__Задания__:
- A) Ответьте по афоризмам:
(i) Чем названа поэзия в афоризме о том, что она не признает моду?
(ii) Что, согласно афоризмам, Север делает с южанами?
(iii) Сколько лет длится подготовка к жизни, о которой говорится в афоризмах?
- B) Продолжите афоризмы новыми изречениями, начав сразу после последнего из приведенных.

Новейший завет: спасайся кто может!

Как будничен шум! А ты, тишина, всегда нежданна и неповторима.

Поэзия – емкая точность, естественный ритм, верный звук и… полная свобода.

Ни дня… не зачеркнув строку, не разорвав страницу!

Моя юность… Какое жуткое Средневековье!

Моя работа – двадцать лет готовлюсь жить. Искусство так завладело мной, что уже не знаю – достоинство это или мой грех.

Как трудно писать плохо!

Что бы ни делал, я обезоруживал смерть.

Недостатки бывают неисправимы. Разумно, исправив шесть, уважать седьмой и единственно неисправимый.

Если кто-то говорит: «Я сделал нечто удивительное», это означает – свалял дурака.

Недостатки, как удачу, не ищут, их находят.

В жизни – всегда сегодня, в искусстве – всегда вчерашнее завтра.

У дикой розы природный аристократизм, у садовой – искусственный.

Поэзия – нагота и не признает моду.

Единственно ценное в мире моды – тот, кто ее создает.

Север дисциплинирует южан.

Лень… бросать работу.

Стиль – тропинка в поле, течение в реке, нить в лабиринте.

Красивой женщине прощают все, кроме красоты; настоящему мужчине – все, кроме мужества. Не прощают, но лишить не могут.

Христианин не признает иного рая, кроме своего; ему нравится свой. Но удивительно, что он не признает и другого ада ни для себя, ни для других. Ему нравится свой.

Скверно, что унять житейских червей могут лишь могильные.

Достоевский не читал Достоевского до того, как стал Достоевским. Он жил по-достоевски, и эти потемки были его лучшими книгами.

Леонардо, эта улыбка женщины – не мелодия ли тишины на ее губах?

Стравинский. За две песеты слышите собственную музыку кларнета, как воду родника.

Если разделить написанное мной на две части – написанное только для себя и написанное для всех, написанное для себя в конце концов дойдет до всех, а написанное для всех останется только мне.

__Сохранённые записи__:

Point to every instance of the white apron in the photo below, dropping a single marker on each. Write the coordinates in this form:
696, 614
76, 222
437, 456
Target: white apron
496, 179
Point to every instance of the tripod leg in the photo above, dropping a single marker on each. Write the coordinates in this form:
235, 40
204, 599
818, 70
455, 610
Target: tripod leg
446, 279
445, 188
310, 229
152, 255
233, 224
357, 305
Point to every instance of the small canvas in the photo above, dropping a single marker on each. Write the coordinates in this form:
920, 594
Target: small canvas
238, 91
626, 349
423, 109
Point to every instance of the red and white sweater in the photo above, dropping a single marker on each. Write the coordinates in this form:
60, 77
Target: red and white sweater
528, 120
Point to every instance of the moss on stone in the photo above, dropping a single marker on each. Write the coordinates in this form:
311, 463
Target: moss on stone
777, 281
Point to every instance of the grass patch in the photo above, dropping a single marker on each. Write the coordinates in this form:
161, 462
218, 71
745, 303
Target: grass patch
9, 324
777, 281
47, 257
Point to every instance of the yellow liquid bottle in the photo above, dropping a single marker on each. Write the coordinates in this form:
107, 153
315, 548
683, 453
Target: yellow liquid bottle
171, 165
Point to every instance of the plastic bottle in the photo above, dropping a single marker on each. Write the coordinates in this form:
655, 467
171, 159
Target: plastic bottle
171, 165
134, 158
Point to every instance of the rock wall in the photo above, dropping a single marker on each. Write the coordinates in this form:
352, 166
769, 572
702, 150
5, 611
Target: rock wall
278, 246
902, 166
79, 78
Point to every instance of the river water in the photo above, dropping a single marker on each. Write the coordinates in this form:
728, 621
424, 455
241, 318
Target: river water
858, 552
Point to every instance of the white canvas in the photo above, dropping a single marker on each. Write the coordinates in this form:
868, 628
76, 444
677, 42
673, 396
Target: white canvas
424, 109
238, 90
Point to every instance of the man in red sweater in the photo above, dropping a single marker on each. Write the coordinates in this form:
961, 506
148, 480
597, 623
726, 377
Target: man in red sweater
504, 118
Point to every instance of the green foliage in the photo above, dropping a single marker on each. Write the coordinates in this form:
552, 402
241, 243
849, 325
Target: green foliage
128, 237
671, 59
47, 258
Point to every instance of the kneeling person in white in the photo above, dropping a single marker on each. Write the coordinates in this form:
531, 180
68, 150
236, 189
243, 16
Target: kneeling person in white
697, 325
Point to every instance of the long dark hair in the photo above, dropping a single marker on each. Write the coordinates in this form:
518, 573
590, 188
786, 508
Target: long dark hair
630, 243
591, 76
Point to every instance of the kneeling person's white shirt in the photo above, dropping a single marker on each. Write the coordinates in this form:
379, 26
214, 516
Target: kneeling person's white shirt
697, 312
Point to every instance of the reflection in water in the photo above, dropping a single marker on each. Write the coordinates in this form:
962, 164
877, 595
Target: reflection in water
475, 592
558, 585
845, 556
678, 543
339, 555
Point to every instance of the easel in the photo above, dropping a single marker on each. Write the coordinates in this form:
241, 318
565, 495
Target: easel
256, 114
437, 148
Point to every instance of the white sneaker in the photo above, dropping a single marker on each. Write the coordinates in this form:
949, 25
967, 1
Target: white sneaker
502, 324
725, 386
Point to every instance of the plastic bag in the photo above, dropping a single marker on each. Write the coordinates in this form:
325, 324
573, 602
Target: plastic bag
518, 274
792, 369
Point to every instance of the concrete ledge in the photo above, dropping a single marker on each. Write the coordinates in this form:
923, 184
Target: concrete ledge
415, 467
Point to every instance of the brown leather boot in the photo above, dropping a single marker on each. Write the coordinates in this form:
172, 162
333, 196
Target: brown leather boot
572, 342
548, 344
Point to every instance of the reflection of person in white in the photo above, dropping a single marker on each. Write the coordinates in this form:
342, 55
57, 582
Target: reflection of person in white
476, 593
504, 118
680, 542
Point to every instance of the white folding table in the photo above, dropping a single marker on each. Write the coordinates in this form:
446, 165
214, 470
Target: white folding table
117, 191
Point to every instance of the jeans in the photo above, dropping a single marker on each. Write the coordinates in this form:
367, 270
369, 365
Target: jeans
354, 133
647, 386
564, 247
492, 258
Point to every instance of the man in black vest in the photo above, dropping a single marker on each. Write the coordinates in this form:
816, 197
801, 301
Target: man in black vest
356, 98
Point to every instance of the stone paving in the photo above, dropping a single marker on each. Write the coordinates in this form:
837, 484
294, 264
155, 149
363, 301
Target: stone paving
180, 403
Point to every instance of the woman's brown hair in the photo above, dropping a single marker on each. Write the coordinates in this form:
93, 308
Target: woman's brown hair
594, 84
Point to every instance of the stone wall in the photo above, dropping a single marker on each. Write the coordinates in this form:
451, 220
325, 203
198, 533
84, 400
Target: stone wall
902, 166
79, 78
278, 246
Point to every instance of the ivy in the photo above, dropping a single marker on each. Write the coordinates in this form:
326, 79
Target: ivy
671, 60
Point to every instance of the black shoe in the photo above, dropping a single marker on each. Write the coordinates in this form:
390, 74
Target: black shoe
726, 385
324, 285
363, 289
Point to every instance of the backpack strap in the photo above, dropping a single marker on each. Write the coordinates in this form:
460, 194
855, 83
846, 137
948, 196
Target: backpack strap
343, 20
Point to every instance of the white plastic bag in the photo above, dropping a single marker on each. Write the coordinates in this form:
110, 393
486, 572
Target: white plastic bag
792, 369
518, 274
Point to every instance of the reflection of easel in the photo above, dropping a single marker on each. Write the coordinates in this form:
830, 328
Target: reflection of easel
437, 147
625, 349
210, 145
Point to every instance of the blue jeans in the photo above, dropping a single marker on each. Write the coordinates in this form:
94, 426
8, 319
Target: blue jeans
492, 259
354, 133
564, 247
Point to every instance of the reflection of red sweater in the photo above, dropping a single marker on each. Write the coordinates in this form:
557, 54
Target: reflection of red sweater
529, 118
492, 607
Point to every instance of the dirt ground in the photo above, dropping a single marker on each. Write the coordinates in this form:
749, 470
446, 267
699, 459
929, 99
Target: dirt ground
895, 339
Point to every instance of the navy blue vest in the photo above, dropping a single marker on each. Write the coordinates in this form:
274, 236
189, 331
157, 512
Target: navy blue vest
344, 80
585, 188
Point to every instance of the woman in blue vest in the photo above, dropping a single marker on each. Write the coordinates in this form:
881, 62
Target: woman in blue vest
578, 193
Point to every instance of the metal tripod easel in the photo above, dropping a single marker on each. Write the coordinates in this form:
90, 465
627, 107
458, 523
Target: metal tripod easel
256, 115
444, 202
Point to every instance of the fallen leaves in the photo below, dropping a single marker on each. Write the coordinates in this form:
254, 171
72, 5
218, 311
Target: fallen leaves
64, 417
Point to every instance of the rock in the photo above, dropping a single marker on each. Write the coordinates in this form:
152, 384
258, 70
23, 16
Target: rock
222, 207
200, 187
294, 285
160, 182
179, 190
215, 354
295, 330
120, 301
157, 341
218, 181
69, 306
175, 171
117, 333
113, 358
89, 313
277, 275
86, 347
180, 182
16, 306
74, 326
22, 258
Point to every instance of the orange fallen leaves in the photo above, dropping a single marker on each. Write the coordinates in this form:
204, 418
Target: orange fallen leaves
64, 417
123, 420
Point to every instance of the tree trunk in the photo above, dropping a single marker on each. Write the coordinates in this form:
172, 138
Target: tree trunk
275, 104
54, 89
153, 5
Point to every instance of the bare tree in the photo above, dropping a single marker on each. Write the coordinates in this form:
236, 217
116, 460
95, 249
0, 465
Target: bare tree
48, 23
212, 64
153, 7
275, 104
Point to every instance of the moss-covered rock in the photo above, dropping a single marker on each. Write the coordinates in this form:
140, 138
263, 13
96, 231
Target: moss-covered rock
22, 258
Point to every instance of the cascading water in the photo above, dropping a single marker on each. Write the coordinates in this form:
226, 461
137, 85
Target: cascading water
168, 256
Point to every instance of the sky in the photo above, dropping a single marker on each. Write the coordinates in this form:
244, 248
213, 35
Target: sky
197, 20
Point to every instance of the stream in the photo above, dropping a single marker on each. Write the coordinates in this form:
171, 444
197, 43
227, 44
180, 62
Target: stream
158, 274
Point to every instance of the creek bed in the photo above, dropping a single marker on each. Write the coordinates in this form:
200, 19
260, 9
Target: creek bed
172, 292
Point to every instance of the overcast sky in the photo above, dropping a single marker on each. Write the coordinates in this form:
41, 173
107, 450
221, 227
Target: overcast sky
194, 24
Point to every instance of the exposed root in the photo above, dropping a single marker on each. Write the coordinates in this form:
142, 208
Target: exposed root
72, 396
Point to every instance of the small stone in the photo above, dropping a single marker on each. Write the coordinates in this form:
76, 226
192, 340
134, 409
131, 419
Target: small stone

__Ответы__:
- A)
(i) Наготой.
(ii) Дисциплинирует их.
(iii) Двадцать лет.

- B)
Что думают обо мне люди старше меня, ничем не интересней, чем моя спина, которую я не вижу.

Одним нравится хорошее, другим плохое, а третьим – то, что они считают хорошим, и эти хуже всех, поскольку уверены, что обладают вкусом.

Как убежденно дураки порют чушь!

Плебейство – явный порок, аристократизм – тайный.

Легкость «трудного» автора бесценна, трудности «легкого» гроша не стоят. «Легких» утомляет труд, «трудных» – легкость.

Как бы люди ни смеялись, будьте уверены – им есть о чем плакать.

Призрак гонят его именем.

Надменный не ценит жертву, смиренный переоценивает.

Счастлив, кто может спокойно сознавать, что он несчастлив.

Какая пытка – не проникнуть в тайну, зная, что она есть.

Хорошо говорить о боли, зная, что она не вернется!

Научимся у нашей мечты видеть жизнь! Для начала.

Моя чувственность – это луг, где пасется моя тоска.

Не замечали, как в детских голосах порой тоскуют материнские отголоски?

Уважайте собственные тайны.

Голубь знать не знает, что он Дух Святой, а девственная плева – что она невинность.

Если бы встретились Христос и Будда, уверен, они сошлись бы в поединке. Какое облегчение для человечества!

В чем я завидую Богу, так это в его вездесущности.

Я никогда не был сторонником смертной казни. Сейчас, в 1936-м, в мои 54 года и при моих 540 обманах я думаю, что ее надо сохранить для шпиков и доносчиков, худших и губительнейших червей на человеческом древе.

Родина – и мать, и дочь. Она дарит нам жизнь и растит нас, а мы растим ее, оберегая руками заботы, любви и мысли.

Каждое утро мы восстаем из могилы.

Когда Бог говорит тихо – он истинный, громыхая – он лжет.

Любовь – это небо, которое осыпается песком.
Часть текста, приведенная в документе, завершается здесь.